Exactly repeat the full listing that follows.

[Data records]
┄┄┄┄┄┄

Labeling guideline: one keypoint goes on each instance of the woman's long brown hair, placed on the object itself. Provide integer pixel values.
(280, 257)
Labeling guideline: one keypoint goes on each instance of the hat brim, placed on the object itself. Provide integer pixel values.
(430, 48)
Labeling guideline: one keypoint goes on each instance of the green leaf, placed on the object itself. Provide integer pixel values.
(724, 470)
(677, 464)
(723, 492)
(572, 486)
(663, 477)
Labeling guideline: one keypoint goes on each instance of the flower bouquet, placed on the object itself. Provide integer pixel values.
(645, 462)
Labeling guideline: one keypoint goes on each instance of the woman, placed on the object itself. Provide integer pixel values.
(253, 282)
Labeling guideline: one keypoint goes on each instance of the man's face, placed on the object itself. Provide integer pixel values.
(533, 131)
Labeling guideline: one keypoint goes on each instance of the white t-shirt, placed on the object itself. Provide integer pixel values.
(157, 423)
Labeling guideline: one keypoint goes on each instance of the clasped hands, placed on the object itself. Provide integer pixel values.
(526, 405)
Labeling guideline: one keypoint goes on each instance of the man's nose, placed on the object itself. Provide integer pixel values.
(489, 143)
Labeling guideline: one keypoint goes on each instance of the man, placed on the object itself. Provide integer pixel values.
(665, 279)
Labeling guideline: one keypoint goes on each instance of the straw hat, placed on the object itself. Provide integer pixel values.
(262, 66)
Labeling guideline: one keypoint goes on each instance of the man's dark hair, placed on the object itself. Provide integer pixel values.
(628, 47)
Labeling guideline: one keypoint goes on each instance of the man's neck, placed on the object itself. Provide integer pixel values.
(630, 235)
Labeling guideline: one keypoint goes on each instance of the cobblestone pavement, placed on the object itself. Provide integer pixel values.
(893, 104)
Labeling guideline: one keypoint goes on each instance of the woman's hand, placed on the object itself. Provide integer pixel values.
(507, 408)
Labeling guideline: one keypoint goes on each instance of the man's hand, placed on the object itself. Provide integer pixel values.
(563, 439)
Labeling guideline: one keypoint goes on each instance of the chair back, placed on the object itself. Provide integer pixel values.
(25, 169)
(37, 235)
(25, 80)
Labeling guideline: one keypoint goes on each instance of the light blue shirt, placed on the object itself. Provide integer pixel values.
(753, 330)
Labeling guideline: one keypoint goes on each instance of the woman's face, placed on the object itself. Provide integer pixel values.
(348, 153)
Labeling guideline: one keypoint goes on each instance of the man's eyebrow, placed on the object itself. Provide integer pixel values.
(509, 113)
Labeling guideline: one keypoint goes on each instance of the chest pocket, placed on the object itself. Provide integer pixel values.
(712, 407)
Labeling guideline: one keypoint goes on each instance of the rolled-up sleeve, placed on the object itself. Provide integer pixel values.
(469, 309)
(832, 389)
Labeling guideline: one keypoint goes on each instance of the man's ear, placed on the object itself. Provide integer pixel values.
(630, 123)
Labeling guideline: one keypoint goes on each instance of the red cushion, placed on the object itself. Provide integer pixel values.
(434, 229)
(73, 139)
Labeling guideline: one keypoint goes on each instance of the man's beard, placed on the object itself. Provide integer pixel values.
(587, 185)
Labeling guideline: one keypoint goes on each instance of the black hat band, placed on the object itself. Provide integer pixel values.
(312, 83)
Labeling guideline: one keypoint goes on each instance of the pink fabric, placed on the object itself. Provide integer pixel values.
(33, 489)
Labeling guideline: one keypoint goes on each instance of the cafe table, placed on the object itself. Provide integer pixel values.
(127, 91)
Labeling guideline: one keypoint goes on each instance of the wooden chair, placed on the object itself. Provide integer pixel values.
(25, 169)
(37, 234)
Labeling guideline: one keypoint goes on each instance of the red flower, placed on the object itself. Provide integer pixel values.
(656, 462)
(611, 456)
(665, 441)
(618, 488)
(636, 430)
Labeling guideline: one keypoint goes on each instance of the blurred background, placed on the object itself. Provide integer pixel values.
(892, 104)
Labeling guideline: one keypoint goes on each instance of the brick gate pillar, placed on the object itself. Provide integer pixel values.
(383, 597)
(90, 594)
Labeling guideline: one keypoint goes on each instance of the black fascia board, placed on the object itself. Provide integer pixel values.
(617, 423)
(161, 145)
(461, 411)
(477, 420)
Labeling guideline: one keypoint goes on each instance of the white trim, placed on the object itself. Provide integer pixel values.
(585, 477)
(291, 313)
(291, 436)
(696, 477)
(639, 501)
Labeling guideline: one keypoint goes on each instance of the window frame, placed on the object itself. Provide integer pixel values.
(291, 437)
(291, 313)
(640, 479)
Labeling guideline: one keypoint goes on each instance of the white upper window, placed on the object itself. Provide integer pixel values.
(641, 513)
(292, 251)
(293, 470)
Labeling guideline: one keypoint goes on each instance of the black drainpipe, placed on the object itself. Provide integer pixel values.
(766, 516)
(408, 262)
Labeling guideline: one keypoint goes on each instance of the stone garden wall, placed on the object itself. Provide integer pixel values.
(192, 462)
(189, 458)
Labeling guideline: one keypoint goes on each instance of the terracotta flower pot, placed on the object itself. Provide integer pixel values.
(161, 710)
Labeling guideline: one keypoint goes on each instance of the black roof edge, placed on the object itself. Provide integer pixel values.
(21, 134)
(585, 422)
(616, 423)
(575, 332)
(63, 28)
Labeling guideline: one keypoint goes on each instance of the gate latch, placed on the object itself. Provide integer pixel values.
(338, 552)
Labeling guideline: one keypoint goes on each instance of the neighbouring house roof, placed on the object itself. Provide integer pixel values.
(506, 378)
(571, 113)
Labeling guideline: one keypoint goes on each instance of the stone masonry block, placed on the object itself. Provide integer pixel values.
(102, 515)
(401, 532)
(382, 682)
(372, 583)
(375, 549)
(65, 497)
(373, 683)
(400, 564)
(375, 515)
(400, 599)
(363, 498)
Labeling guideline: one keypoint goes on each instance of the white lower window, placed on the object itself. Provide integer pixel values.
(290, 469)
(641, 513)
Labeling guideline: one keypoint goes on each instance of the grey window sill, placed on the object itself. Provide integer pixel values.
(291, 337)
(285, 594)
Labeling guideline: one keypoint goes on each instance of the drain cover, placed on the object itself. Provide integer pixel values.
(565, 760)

┄┄┄┄┄┄

• [COMPLETED EXERCISE]:
Labeling guideline: one keypoint goes on each instance of the woman's long brown hair, placed on the object itself. Provide integer pixel values.
(280, 257)
Labeling guideline: one keypoint goes on each instance of the hat brim, placed on the object itself. Provide integer pixel values.
(430, 48)
Labeling guideline: one keypoint goes on each instance of the green leaf, placed on the object itself. Provide integer pixel values.
(724, 470)
(677, 464)
(723, 492)
(572, 486)
(663, 477)
Labeling guideline: one keypoint goes on each instance of the flower bouquet, placed on the object itself. Provide integer pixel values.
(645, 462)
Labeling guideline: one keypoint goes on each instance of the woman, placed on the object itself. Provide integer pixel values.
(253, 282)
Labeling guideline: one keypoint goes on each instance of the man's face, placed on the object itself. Provide integer pixel values.
(533, 131)
Labeling guideline: one keypoint goes on each instance of the white t-shirt, placed on the object itself. Provide integer pixel values.
(157, 423)
Labeling guideline: one keypoint goes on each instance of the clasped hands, placed on the object itself. Provide integer pixel values.
(526, 405)
Labeling guideline: one keypoint goes on each instance of the man's nose, placed on the object itself. Provide integer pixel values.
(489, 143)
Labeling guideline: one keypoint goes on each instance of the man, placed on the object itself. Provide integer pixel values.
(665, 279)
Labeling guideline: one keypoint goes on each instance of the straw hat, placed on the object itself. Provide integer pixel values.
(262, 66)
Labeling guideline: one keypoint goes on each instance of the man's dark hair, placed on the object itself. Provide integer pixel values.
(628, 47)
Labeling guideline: one keypoint goes on each instance of the man's neck, placed on the object itself. Provide integer pixel values.
(630, 235)
Labeling guideline: one keypoint goes on each instance of the cobblestone pavement, placed on the object itself. Provide integer pixel values.
(893, 104)
Labeling guideline: one keypoint goes on each instance of the woman's hand, placed on the object itself. Provide integer pixel values.
(507, 408)
Labeling guideline: one keypoint goes on each instance of the man's hand, placed on the object itself. Provide integer pixel values.
(563, 439)
Labeling guideline: one keypoint goes on each instance of the chair back, placed on the object itself. Provide integer pixel values.
(25, 169)
(37, 235)
(25, 80)
Labeling guideline: one keypoint goes on each instance of the light blue shirt, placed on the object itself. Provide integer pixel values.
(753, 330)
Labeling guideline: one keypoint goes on each instance of the woman's face, placed on the object itself. Provide integer pixel values.
(348, 153)
Labeling guideline: one keypoint goes on each instance of the man's eyebrow, placed on the object itself. Provide integer pixel values.
(509, 113)
Labeling guideline: one keypoint goes on each instance of the chest pocket, placed on the object itself. Provide integer pixel values.
(712, 407)
Labeling guideline: one keypoint goes on each instance of the rolled-up sleeve, placed on the object itself. Provide integer pixel values.
(469, 309)
(832, 389)
Labeling guideline: one keypoint goes on each instance of the man's ear, placed on the object itself. Provide integer pixel values.
(630, 123)
Labeling guideline: one keypoint goes on each instance of the red cushion, placed on the object itself. Provide integer pixel values.
(434, 229)
(73, 139)
Labeling guideline: one keypoint goes on each instance of the man's beard, placed on the object itself. Provide integer pixel values.
(587, 185)
Labeling guideline: one keypoint goes on each instance of the black hat band, placed on the object itself. Provide integer pixel values.
(312, 83)
Labeling guideline: one keypoint goes on each instance of the pink fabric, placed on the object itself. Provide integer pixel values.
(33, 489)
Labeling guideline: one keypoint goes on each instance of the cafe table, placed on the object itself. Provide integer pixel values.
(127, 91)
Labeling guideline: one keypoint goes on each instance of the wooden chair, placed on the object itself. Provide integer pixel values.
(25, 169)
(37, 234)
Labeling guideline: one keypoint goes on each instance of the red flower, placed on the object itself. Provide integer pixel values.
(656, 462)
(611, 456)
(665, 441)
(618, 488)
(636, 430)
Labeling guideline: one keypoint goes on each instance of the blurred background, placed on the object itself. Provide integer pixel values.
(892, 104)
Labeling guideline: one keypoint goes on each instance of the brick gate pillar, placed on the object itself. Provide integer pixel values.
(383, 597)
(90, 594)
Labeling guideline: one keypoint goes on each instance of the black fascia board, placed on the object itself. Provide integer pixel values.
(617, 423)
(161, 145)
(461, 411)
(477, 420)
Labeling guideline: one keypoint goes on each instance of the white trim, placed on the object itself. Provide integer pixel values.
(585, 477)
(291, 313)
(291, 436)
(696, 477)
(639, 501)
Labeling guideline: one keypoint goes on each instance of the window frame, placed on the object itself. Provide integer pixel values.
(291, 437)
(291, 313)
(640, 479)
Labeling guideline: one keypoint goes on each instance of the white upper window, placed on the object itself. Provide integer pixel values.
(641, 513)
(292, 251)
(293, 470)
Labeling guideline: one keypoint goes on each instance of the black drainpipe, placed on the object itself. Provide integer pixel values.
(766, 516)
(408, 262)
Labeling guideline: one keypoint goes on each instance of the stone garden wall, placed on the object itself. Provide integer pixel values.
(192, 462)
(189, 458)
Labeling guideline: one keypoint goes on each instance of the terracotta flower pot, placed on the object itself. Provide integer pixel values.
(161, 710)
Labeling guideline: one keypoint goes on each instance of the black roof edge, placed on the object itself. Provide integer pixel values.
(21, 134)
(585, 422)
(616, 423)
(575, 332)
(63, 28)
Labeling guideline: one keypoint goes on each instance of the gate latch, placed on the object itself. Provide integer pixel values.
(338, 552)
Labeling guideline: one keypoint goes on each instance of the neighbouring house roof, placed on the object itself. Provide integer pixel values.
(506, 378)
(571, 113)
Labeling guideline: one keypoint goes on each instance of the stone masonry block, placed on the object itself. Provide integer pixel values.
(102, 515)
(401, 532)
(382, 682)
(372, 583)
(375, 549)
(65, 497)
(373, 683)
(400, 564)
(375, 515)
(400, 599)
(363, 498)
Labeling guideline: one keypoint goes on each instance of the white lower window, placed on the object itself. Provide integer pixel values.
(290, 469)
(641, 513)
Labeling guideline: one keypoint goes on each instance of the grey window sill, placed on the object itself. Provide integer pixel values.
(291, 337)
(285, 594)
Labeling guideline: one keypoint goes on each instance of the drain cover, placed on the object itself. Provide integer pixel values.
(565, 760)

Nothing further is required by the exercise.